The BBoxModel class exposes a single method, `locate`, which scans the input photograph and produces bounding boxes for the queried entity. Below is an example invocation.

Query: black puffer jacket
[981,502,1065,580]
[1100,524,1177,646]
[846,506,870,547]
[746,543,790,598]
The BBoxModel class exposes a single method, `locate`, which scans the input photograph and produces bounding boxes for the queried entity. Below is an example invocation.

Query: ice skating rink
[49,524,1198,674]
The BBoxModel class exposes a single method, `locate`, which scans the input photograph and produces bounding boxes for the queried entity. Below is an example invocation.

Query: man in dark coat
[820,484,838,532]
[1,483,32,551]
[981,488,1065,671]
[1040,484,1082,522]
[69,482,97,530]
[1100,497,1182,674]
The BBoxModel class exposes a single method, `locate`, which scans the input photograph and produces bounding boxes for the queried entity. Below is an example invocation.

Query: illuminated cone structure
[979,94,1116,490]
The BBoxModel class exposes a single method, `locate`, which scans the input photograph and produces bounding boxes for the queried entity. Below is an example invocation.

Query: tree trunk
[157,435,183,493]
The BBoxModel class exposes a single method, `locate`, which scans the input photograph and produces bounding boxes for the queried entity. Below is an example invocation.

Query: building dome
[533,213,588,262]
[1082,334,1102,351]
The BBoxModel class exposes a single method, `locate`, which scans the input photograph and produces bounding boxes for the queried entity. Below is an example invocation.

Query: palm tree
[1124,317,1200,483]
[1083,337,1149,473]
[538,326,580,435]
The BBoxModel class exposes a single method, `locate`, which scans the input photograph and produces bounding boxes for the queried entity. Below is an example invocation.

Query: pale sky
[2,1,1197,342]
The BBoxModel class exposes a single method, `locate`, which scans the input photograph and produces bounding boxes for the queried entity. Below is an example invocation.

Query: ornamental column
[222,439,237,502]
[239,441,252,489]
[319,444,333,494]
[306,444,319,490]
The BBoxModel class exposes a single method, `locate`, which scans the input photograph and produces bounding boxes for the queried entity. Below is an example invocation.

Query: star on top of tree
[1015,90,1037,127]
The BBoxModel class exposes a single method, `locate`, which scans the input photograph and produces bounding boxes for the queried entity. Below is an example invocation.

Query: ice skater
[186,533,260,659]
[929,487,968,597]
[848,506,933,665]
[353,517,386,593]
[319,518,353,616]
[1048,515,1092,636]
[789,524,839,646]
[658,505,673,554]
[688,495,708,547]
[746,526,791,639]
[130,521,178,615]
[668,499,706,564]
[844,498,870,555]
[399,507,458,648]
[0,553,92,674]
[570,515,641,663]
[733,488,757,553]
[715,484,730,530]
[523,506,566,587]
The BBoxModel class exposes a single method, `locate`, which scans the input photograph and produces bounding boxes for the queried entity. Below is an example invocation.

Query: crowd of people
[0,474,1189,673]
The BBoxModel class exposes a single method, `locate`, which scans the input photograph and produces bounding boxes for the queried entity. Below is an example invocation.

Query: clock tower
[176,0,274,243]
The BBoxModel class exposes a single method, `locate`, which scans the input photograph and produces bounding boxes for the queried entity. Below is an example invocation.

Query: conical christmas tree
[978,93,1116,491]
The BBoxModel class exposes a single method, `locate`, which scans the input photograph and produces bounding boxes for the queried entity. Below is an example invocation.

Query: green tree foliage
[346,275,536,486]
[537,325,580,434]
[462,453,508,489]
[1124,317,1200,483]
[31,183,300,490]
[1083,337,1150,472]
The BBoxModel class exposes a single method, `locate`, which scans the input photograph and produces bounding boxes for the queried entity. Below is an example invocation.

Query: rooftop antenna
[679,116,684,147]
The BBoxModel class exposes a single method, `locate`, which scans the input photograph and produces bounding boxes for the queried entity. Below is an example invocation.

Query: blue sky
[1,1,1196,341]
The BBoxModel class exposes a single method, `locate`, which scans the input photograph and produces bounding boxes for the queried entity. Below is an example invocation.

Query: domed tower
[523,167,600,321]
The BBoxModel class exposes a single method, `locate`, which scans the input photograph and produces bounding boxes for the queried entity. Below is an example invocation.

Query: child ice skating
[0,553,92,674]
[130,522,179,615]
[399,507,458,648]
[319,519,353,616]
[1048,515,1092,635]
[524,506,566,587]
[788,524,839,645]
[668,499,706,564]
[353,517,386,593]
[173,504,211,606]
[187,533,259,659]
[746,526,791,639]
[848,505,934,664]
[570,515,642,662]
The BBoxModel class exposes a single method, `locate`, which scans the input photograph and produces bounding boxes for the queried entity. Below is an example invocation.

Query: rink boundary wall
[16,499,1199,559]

PROBLEM REQUIREMENTS
Quote each line of the data above exactly as written.

ANSWER SECTION
The BBoxModel class exposes a single method, `locate`, which scans the input photograph and produces bounding boxes for the queried entity. Below is an example invocation.

Query: black puffer jacket
[981,502,1065,580]
[1100,524,1177,646]
[846,506,870,547]
[746,543,790,598]
The BBoxModel class exposes a single method, `locate`, which scans the input photograph and produces bounding boxes for the queried entity. Below is an example invocation.

Query: ice skating rink
[49,524,1198,674]
The BBoxModel class exposes a single method, `locate`, which scans the input photograph and produces bounding boxes for the queried entity. Below is an example invocation.

Query: man in dark coat
[820,484,838,532]
[1,483,32,551]
[981,488,1065,671]
[1040,484,1082,522]
[69,482,97,530]
[1100,497,1182,674]
The BBoxModel class exposes a single method, `locate`, which scans the input photograph and produces bounding boxes for the queried entity. Below is an example invocation.

Query: illuminated cone structure
[979,94,1116,490]
The BBoxModel class exposes a single method, `locate`, which scans the input photograph and produces bounding boxes for the queried entity. Below is an example invocation.

Query: tree trunk
[157,435,183,493]
The BBoxModel class exposes a single method, `locate`, which scans the input photograph and produces bounding boxes for the queried entity. Below is an example invocation.

Query: building dome
[533,213,588,262]
[1082,334,1102,351]
The BBoxModel class exposes a single method, `locate`, which scans the input photograph and produces bounding boxes for the queried entity. Below is an example invocation.

Query: palm tree
[1124,317,1200,483]
[1083,337,1149,473]
[538,326,580,435]
The BBoxModel class exposes a single method, `locate`, which scans the input photograph and produces bounding boxes for the queried entity. Below is an example invocation.

Query: pale sky
[2,1,1197,342]
The BBoxModel class exposes a single method, `locate`, which scans the input photograph and produces bounding boxes for the queried entity. Below is an example invocation.

Query: ornamental column
[222,439,237,502]
[239,441,252,489]
[319,444,333,494]
[306,444,319,490]
The BBoxModel class exposes a single method, `locate`, which scans the input photograph and produces bounding boxes for the queried entity. Below is an example invocation.

Query: star on top of tree
[1015,90,1037,127]
The BBoxModel class exposes a single method, `locate`, which scans the input photograph and produces bounding boxes for the queried entity. Below is an example invocation.

Query: ice skater
[186,533,260,659]
[929,487,968,597]
[848,506,933,665]
[353,517,386,593]
[319,518,353,616]
[1048,515,1092,636]
[789,524,839,646]
[658,505,673,554]
[688,495,708,547]
[746,526,791,639]
[130,521,178,615]
[668,499,706,564]
[844,498,870,555]
[399,507,458,648]
[0,553,92,674]
[570,515,641,663]
[733,488,757,553]
[715,484,730,530]
[523,506,566,587]
The BBoxModel class exposes a single method, `locate`, which scans the input photograph and produces bounding boxes for the queried entity. Below is an example invocation.

Query: crowd of people
[0,474,1189,673]
The BBoxModel class exposes a single method, `locate`, which scans the input photograph and produces bounding boxes for the queried entity. Below is an example invocation.

Query: clock tower
[176,0,274,243]
The BBoxModel class exposes a single method, `locate`, which scans the input photograph and produces bounding boxes for the queried entity. Below is an example invocation.

Query: conical christmas tree
[978,93,1116,491]
The BBoxModel class exposes a single method, `locate`, which scans the input photograph and produces bounding boxes for the queried entity. Below is an example invocation.

Query: green tree foliage
[346,275,536,486]
[537,325,580,434]
[462,453,508,489]
[1124,317,1200,483]
[31,183,300,490]
[1083,337,1150,472]
The BBoxModel class exposes a single method, `locate`, which scans the input photograph and produces bounding boxes for the queried entity. Below is an example invocation.

Query: rooftop antenna
[679,116,684,147]
The BBoxModel class exposes a single method, `locate`, which scans the input photograph and produces bounding boxes for the queried entity. Below is an example invocation.

Query: blue sky
[1,1,1196,341]
The BBoxModel class exposes a single method, `locate`, which scans the input photograph and produces bounding boxes for the queried entity. Below is an example invocation.

Query: domed tower
[523,167,600,321]
The BBoxModel class exposes a single method, `locate`, which scans the input photograph and produces bounding boxes for the queried entity. Below is an example invocation.

Query: child ice skating
[0,553,92,674]
[130,522,179,615]
[399,507,458,648]
[319,519,353,616]
[1048,515,1092,635]
[524,506,566,587]
[788,524,839,645]
[668,499,706,564]
[353,517,386,593]
[173,504,211,606]
[187,533,259,659]
[746,526,791,639]
[848,505,934,664]
[570,515,642,662]
The BBoxModel class exposes a single method, `locate`, which scans the input photograph and produces bounding boxes for the queried entity. Below is an example invocation.

Query: rink boundary wall
[16,499,1199,559]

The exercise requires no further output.